* Problem: Take the data from its first line. Print each line exactly until the line containing "rough mask: <svg" has been printed too.

* Data to process:
○ ○ ○ ○ ○ ○ ○
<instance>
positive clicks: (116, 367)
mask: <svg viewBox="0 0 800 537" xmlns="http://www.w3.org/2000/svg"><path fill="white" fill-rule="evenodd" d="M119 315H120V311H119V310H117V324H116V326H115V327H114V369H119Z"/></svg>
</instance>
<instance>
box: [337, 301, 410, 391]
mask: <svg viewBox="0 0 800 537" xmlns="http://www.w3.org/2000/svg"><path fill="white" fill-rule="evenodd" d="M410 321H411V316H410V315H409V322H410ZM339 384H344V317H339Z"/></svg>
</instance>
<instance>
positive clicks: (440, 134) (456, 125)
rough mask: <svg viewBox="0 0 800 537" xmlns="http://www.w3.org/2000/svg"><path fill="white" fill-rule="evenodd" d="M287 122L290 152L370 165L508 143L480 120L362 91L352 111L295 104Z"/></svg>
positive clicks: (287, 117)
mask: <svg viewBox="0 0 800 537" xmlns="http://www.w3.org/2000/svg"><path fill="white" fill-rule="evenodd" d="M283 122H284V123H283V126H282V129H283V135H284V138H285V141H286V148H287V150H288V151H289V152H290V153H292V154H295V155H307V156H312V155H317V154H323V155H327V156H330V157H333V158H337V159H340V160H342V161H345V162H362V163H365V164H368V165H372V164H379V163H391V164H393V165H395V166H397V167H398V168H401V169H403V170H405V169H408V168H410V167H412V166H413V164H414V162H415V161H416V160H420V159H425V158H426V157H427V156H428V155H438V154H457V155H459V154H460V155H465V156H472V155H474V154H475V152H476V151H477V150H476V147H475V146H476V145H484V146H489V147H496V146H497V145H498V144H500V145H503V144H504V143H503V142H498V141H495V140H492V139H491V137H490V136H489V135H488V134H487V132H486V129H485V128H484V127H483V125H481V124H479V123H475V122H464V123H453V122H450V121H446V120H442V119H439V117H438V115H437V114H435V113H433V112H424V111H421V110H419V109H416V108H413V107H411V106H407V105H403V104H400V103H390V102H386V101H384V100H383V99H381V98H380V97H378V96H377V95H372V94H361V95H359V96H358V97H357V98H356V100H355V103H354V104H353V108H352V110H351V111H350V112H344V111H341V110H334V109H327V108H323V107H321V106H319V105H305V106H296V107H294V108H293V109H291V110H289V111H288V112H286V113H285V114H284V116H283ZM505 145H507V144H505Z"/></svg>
○ ○ ○ ○ ○ ○ ○
* Task result:
<instance>
positive clicks: (116, 367)
mask: <svg viewBox="0 0 800 537" xmlns="http://www.w3.org/2000/svg"><path fill="white" fill-rule="evenodd" d="M119 315H120V311H119V310H117V324H116V326H115V327H114V369H119Z"/></svg>
</instance>
<instance>
box: [337, 301, 410, 391]
mask: <svg viewBox="0 0 800 537" xmlns="http://www.w3.org/2000/svg"><path fill="white" fill-rule="evenodd" d="M410 321H411V316H410V315H409V322H410ZM339 384H344V317H339Z"/></svg>
</instance>
<instance>
positive clicks: (440, 134) (456, 125)
rough mask: <svg viewBox="0 0 800 537" xmlns="http://www.w3.org/2000/svg"><path fill="white" fill-rule="evenodd" d="M287 122L290 152L370 165L508 143L480 120L362 91L352 111L295 104Z"/></svg>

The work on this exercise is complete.